Records shown:
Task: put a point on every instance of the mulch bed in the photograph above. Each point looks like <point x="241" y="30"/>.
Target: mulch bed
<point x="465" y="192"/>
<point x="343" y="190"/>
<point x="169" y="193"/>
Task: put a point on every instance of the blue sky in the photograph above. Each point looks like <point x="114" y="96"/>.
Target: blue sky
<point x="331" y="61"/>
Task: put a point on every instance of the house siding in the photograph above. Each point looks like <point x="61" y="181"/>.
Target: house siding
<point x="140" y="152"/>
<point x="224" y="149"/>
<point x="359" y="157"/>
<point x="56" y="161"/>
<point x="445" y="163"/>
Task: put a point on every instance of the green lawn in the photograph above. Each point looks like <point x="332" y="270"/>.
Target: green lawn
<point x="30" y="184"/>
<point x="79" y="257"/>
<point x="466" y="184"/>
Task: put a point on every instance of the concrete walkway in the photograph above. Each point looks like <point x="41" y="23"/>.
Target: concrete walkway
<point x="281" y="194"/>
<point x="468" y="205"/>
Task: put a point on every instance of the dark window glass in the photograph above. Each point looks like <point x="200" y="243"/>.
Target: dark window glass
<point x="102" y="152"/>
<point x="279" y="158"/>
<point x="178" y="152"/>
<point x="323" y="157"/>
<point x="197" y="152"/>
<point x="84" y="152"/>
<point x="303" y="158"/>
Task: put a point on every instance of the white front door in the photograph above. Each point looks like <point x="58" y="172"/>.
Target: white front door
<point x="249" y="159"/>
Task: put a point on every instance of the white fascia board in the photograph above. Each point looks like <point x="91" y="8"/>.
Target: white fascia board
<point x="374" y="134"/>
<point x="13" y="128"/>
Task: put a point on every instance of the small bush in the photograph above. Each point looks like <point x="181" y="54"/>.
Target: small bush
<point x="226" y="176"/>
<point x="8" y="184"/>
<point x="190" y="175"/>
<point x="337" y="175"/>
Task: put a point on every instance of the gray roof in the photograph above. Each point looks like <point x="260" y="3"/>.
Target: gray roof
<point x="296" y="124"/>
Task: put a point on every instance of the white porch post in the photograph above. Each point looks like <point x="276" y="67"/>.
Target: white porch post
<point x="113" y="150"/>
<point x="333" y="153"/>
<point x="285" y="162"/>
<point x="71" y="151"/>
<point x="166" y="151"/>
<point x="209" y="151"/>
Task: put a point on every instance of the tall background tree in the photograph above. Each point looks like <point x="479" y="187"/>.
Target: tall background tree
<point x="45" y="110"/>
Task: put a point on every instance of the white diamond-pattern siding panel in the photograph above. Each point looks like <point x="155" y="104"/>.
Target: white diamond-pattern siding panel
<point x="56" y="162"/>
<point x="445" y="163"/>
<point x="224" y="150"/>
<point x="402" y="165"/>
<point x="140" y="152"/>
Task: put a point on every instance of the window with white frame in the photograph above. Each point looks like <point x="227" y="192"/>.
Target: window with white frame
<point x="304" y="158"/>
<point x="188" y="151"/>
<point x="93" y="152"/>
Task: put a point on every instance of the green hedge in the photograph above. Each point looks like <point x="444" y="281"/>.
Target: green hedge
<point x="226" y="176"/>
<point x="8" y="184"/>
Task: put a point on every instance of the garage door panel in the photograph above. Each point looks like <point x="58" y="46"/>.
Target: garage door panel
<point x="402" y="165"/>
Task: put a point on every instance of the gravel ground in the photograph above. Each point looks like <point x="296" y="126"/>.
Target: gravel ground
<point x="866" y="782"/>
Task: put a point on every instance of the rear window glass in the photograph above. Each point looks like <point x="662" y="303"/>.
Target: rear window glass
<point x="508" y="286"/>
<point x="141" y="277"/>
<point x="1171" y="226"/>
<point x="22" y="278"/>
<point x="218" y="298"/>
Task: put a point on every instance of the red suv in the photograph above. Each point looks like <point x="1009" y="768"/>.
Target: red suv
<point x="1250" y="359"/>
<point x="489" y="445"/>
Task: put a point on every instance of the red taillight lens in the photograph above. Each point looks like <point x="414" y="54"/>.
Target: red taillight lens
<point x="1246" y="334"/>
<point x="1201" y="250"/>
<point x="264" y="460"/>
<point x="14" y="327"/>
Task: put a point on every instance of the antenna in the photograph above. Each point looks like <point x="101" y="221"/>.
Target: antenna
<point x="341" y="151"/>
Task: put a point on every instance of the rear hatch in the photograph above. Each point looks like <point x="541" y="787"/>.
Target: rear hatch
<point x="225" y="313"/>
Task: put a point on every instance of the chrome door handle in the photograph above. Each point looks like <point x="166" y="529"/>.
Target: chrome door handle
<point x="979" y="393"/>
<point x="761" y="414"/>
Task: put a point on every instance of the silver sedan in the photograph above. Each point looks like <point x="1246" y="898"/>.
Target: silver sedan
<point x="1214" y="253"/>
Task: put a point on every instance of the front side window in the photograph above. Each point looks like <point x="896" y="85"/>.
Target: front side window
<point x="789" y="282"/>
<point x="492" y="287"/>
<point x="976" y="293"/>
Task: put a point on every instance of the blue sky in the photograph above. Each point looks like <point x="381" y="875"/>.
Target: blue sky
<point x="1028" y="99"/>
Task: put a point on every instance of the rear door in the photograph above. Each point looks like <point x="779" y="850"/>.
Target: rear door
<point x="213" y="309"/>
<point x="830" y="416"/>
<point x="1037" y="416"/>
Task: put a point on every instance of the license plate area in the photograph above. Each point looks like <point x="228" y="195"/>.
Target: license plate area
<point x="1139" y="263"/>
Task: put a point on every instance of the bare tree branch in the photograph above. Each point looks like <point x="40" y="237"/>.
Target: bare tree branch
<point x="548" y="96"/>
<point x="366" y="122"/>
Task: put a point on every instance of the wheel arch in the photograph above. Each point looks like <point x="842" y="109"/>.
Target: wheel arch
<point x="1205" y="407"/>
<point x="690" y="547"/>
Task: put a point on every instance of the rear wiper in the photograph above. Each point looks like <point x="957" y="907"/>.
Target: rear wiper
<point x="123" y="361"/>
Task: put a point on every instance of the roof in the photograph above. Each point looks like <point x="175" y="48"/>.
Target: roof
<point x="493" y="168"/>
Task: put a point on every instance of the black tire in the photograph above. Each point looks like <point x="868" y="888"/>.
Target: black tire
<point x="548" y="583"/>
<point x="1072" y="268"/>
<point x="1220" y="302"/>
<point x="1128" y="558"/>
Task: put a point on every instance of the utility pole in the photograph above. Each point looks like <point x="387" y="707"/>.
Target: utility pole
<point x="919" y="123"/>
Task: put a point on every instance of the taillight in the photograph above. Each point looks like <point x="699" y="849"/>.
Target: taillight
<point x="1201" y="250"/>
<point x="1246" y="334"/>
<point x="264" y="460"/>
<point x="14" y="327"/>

What the exercise asks:
Copy the records above exactly as they appear.

Response to this exercise:
Task: put a point on every instance of the mulch bed in the photograph above. Each point looks like <point x="241" y="30"/>.
Target: mulch bed
<point x="465" y="192"/>
<point x="343" y="190"/>
<point x="169" y="193"/>
Task: put a point on every instance of the blue sky in the photograph above. Each point looks like <point x="114" y="96"/>.
Target: blue sky
<point x="331" y="61"/>
Task: put a point on every instance of the house siding in the photograph above. Each point looks like <point x="61" y="181"/>.
Target: house siding
<point x="140" y="152"/>
<point x="224" y="149"/>
<point x="359" y="157"/>
<point x="56" y="161"/>
<point x="445" y="163"/>
Task: put a point on every instance of the green lawn in the photograph above. Each point looks like <point x="332" y="270"/>.
Target: green lawn
<point x="30" y="184"/>
<point x="79" y="257"/>
<point x="466" y="184"/>
Task: put a point on every instance of the concrete walkway in the photograph above. Each point looks like <point x="41" y="23"/>.
Target: concrete walkway
<point x="281" y="194"/>
<point x="468" y="205"/>
Task: put a point on every instance of the dark window glass in the photograph above. Each point looks like <point x="200" y="243"/>.
Target: dark window glass
<point x="102" y="152"/>
<point x="279" y="158"/>
<point x="178" y="152"/>
<point x="323" y="157"/>
<point x="197" y="152"/>
<point x="84" y="152"/>
<point x="303" y="158"/>
Task: put a point on every instance of the white front door in the photograph above. Each point looks like <point x="58" y="172"/>.
Target: white front door
<point x="249" y="159"/>
Task: put a point on every instance of the white fascia board in the photograph above. Each point looks like <point x="91" y="8"/>.
Target: white fascia board
<point x="374" y="134"/>
<point x="13" y="128"/>
Task: put a point on every instance of the small bush in the photograph above. Each point looks like <point x="181" y="54"/>.
Target: small bush
<point x="226" y="176"/>
<point x="8" y="184"/>
<point x="190" y="175"/>
<point x="337" y="175"/>
Task: put a point on every instance of the gray roof in the photograph above. Each point looks like <point x="260" y="3"/>.
Target: gray roof
<point x="296" y="124"/>
Task: put a point on every instance of the white porch post in the photograph above. Each point looks like <point x="276" y="67"/>.
Target: white porch post
<point x="113" y="150"/>
<point x="333" y="153"/>
<point x="285" y="162"/>
<point x="71" y="151"/>
<point x="166" y="151"/>
<point x="209" y="151"/>
Task: put a point on every instance of the tall background tree in the photograph above. Each point looks like <point x="479" y="187"/>.
Target: tall background tree
<point x="45" y="110"/>
Task: put a point on every instance of the white diamond-pattern siding panel in the photograph above. Each point looks like <point x="155" y="104"/>.
Target: white diamond-pattern siding panel
<point x="56" y="162"/>
<point x="445" y="163"/>
<point x="224" y="150"/>
<point x="402" y="165"/>
<point x="140" y="152"/>
Task: put a point on every instance of the window with white frame in the photograph above. Each point looks like <point x="227" y="192"/>.
Target: window with white frame
<point x="304" y="158"/>
<point x="188" y="151"/>
<point x="93" y="152"/>
Task: put a point on every instance of the green hedge in the photograph above. Each point looks like <point x="444" y="281"/>.
Target: green hedge
<point x="226" y="176"/>
<point x="8" y="184"/>
Task: put a point on every instance of the garage door panel in the photograph above. Each point looks like <point x="58" y="46"/>.
Target: garage door panel
<point x="402" y="165"/>
Task: put a point on every instance of the gravel ground in the photograph above. Each point looks like <point x="296" y="126"/>.
Target: gravel ground
<point x="866" y="782"/>
Task: put a point on every instance of the rear window glass in the photograph above. Each point looks like <point x="662" y="303"/>.
Target: rear window glass
<point x="508" y="286"/>
<point x="141" y="277"/>
<point x="1171" y="226"/>
<point x="22" y="278"/>
<point x="218" y="298"/>
Task: put a point on every instance of the red suv in the photograph above. Each point looks like <point x="1009" y="768"/>.
Target: red suv
<point x="1250" y="359"/>
<point x="489" y="445"/>
Task: put a point on every instance of the red taillight lens in the photograph above. Each point looks like <point x="414" y="54"/>.
Target: red taillight lens
<point x="1246" y="334"/>
<point x="1201" y="250"/>
<point x="264" y="460"/>
<point x="14" y="327"/>
Task: put a point on every instance of the antenna in the photograph above. Each point looks like <point x="101" y="221"/>.
Target: antenna
<point x="341" y="151"/>
Task: put a point on every instance of the rear hatch in the photograph above. Each point looks like <point x="541" y="787"/>.
Target: rear hatch
<point x="225" y="313"/>
Task: put a point on every instance of the chrome door handle in the photograph above. Each point looks like <point x="166" y="529"/>.
Target: chrome door handle
<point x="979" y="393"/>
<point x="761" y="414"/>
Task: put a point on every instance of the silver sedan in the photograph above. Each point looks like <point x="1246" y="898"/>.
Target: silver sedan
<point x="1214" y="253"/>
Task: put a point on every instance of the front side window in the photograph above. Each point looks like <point x="896" y="85"/>.
Target: front side window
<point x="789" y="282"/>
<point x="492" y="287"/>
<point x="976" y="293"/>
Task: put a point on every instance of the blue sky in the photograph above. Each point looks like <point x="381" y="875"/>.
Target: blue sky
<point x="1028" y="99"/>
Task: put a point on every instance of the rear door in the photograph above. Each point looks like <point x="779" y="850"/>.
Target: rear door
<point x="213" y="309"/>
<point x="830" y="416"/>
<point x="1037" y="416"/>
Task: put a point on every instance of the license plate area in the photograph above. Each point looks like <point x="228" y="195"/>.
Target: license plate area
<point x="1139" y="263"/>
Task: put a point on every instance of the bare tree branch in the photograph above. Each point looks like <point x="40" y="237"/>.
Target: bare tree branch
<point x="548" y="96"/>
<point x="366" y="122"/>
Task: put a point on every instance of the wheel arch in the photograph above. Each point looks like <point x="842" y="109"/>.
Target: wheel arch
<point x="1205" y="407"/>
<point x="690" y="547"/>
Task: put a point on every instance of the rear wiper in the photograph above. Each point looks like <point x="957" y="907"/>.
Target: rear wiper
<point x="123" y="361"/>
Task: put a point on every instance of the roof in the photograph above. Each point looks like <point x="175" y="48"/>.
Target: roof
<point x="493" y="168"/>
Task: put a point on every instance of the black tire in the photograph above. Each point looks like <point x="868" y="888"/>.
Target: black tire
<point x="548" y="583"/>
<point x="1072" y="268"/>
<point x="1220" y="302"/>
<point x="1128" y="558"/>
Task: put a point on every instance of the utility pole in the photograph above. Each point looks like <point x="387" y="707"/>.
Target: utility pole
<point x="919" y="123"/>
Task: put a point on every instance of the taillight in the photograph above. Each point looks like <point x="699" y="849"/>.
Target: taillight
<point x="1201" y="250"/>
<point x="1246" y="334"/>
<point x="264" y="460"/>
<point x="14" y="327"/>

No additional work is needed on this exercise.